## [Work to complete]
All of the records listed below should be retyped exactly.

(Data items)
---

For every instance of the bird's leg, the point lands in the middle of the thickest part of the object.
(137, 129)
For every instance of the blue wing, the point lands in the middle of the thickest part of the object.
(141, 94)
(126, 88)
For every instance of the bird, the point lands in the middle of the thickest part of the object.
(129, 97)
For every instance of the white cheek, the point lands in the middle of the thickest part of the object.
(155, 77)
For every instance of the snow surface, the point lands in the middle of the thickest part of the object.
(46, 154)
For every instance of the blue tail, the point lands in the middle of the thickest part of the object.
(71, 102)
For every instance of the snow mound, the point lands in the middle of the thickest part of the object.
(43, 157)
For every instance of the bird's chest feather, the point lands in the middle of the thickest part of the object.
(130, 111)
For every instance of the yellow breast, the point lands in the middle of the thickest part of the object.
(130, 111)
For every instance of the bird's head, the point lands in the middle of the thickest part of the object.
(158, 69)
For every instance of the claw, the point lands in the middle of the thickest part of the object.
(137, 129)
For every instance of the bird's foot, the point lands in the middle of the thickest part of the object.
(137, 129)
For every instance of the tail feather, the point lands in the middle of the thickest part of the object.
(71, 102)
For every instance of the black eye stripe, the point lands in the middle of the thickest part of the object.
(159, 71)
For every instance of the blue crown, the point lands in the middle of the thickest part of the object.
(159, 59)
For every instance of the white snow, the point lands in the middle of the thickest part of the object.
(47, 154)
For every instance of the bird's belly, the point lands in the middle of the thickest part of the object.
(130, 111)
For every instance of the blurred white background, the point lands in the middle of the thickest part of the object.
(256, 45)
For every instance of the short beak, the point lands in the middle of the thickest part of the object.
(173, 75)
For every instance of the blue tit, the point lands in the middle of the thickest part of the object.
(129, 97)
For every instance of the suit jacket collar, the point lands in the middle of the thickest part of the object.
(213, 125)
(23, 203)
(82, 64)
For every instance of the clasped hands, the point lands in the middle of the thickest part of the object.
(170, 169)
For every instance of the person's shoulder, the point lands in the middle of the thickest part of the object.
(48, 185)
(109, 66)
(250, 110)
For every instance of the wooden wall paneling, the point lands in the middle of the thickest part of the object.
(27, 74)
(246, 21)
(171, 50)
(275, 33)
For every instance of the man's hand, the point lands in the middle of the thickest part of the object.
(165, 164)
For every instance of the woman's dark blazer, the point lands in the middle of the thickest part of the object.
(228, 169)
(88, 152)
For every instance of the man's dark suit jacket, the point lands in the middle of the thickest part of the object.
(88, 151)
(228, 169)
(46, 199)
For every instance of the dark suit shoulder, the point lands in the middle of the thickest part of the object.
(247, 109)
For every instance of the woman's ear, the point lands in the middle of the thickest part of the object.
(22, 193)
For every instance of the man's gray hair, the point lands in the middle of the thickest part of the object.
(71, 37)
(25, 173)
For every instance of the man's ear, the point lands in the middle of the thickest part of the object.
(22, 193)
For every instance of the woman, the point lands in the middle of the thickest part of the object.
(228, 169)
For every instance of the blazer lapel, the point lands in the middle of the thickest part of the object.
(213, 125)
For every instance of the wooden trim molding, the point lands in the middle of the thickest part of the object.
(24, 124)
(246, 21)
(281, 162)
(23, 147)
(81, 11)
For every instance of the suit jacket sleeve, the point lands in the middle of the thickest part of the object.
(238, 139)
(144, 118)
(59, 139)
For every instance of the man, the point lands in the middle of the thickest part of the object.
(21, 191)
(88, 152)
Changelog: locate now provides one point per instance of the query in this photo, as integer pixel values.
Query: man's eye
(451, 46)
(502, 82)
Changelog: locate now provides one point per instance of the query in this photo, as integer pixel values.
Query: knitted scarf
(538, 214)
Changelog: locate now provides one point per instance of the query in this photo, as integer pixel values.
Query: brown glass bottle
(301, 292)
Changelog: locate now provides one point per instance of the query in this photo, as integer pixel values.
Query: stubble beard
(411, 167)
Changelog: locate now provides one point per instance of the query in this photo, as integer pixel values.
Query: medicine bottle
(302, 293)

---

## [Output]
For every instance of the bird's leg, the point lands in the middle of the thickest part of the object.
(137, 129)
For every instance of the blue wing, the point lands in the middle of the thickest part of the object.
(141, 94)
(126, 88)
For every instance of the bird, the point lands in the middle of the thickest part of the object.
(129, 97)
For every instance of the white cheek, the point lands in the middle of the thickest part of the object.
(155, 77)
For every instance of the snow surface, the point lands in the middle of the thickest part of the object.
(46, 154)
For every instance of the blue tail, the point lands in the middle of the thickest part of the object.
(71, 102)
For every instance of the snow mound, the point lands in the middle of the thickest part of the object.
(43, 157)
For every instance of the bird's chest feather, the point lands in the middle of the thickest part of the object.
(130, 111)
For every instance of the yellow breast, the point lands in the middle of the thickest part of the object.
(130, 111)
For every instance of the bird's head, the point lands in the middle of the thickest part of the object.
(158, 69)
For every instance of the claw, the point lands in the middle of the thickest part of the object.
(137, 129)
For every instance of the bird's foot, the point lands in the middle of the thickest part of the object.
(137, 129)
For every instance of the tail feather, the point lands in the middle of the thickest part of the object.
(71, 102)
For every instance of the black eye stripe, the point lands in the middle of the thickest part of the object.
(159, 71)
For every instance of the blue crown, the point lands in the middle of the thickest part of the object.
(159, 59)
For every instance of the white snow, the point lands in the middle of the thickest part of the object.
(47, 154)
For every instance of the bird's belly, the point lands in the middle of the thickest part of the object.
(130, 111)
For every instance of the blurred white background, the point lands in the middle of the thickest part of the object.
(256, 45)
For every instance of the short beak, the point lands in the middle of the thickest part of the object.
(173, 75)
For every instance of the blue tit, the point lands in the middle of the thickest part of the object.
(129, 97)
For every instance of the suit jacket collar, the point lands in the middle of the thickest part of the object.
(213, 125)
(23, 203)
(82, 64)
For every instance of the clasped hands, the point lands in the middle of the thickest part of the object.
(170, 169)
For every instance of the person's shoulder, the point lands in the middle of the thickest part of the object.
(48, 185)
(109, 66)
(250, 110)
For every instance of the wooden wall paneling, the point lands in the middle of the thickest part of the object.
(27, 74)
(246, 21)
(171, 50)
(275, 33)
For every instance of the man's hand, the point lands in the middle of the thickest part of the object.
(165, 164)
For every instance of the woman's dark blazer, the point lands in the middle of the thickest part of the object.
(228, 169)
(88, 152)
For every instance of the man's dark suit jacket, the point lands in the middle of the thickest part of the object.
(88, 151)
(228, 169)
(46, 199)
For every instance of the dark suit shoulder, the point lands in the middle of the thickest part of the object.
(247, 109)
For every instance of the woman's ear, the point lands in the middle of the thickest part of the object.
(22, 193)
For every instance of the man's gray hair, the point lands in the middle of the thickest part of the object.
(71, 37)
(25, 173)
For every instance of the man's ear, the point lands in the middle of the thickest part of the object.
(22, 193)
For every instance of the woman, the point lands in the middle of the thickest part of the object.
(228, 169)
For every instance of the blazer lapel, the point lands in the middle of the thickest part of the object.
(213, 125)
For every instance of the wooden trim molding, the point lands in the middle of the thickest part of the object.
(24, 124)
(246, 21)
(281, 162)
(23, 147)
(81, 11)
For every instance of the suit jacket sleeve, the point lands in the middle of the thickest part of the object.
(238, 139)
(144, 118)
(59, 139)
For every instance of the man, the point lands in the middle of the thickest part of the object.
(21, 191)
(88, 152)
Changelog: locate now provides one point per instance of the query in this photo, as integer pixel values.
Query: man's eye
(451, 46)
(502, 82)
Changelog: locate now provides one point per instance of the query in this photo, as integer pixel values.
Query: knitted scarf
(538, 214)
Changelog: locate now provides one point per instance of the query in this photo, as integer pixel values.
Query: brown glass bottle
(301, 292)
Changelog: locate now provides one point per instance of the query in this photo, as integer pixel values.
Query: stubble beard
(411, 167)
Changelog: locate now provides one point per instance of the query in this photo, as integer pixel values.
Query: medicine bottle
(302, 293)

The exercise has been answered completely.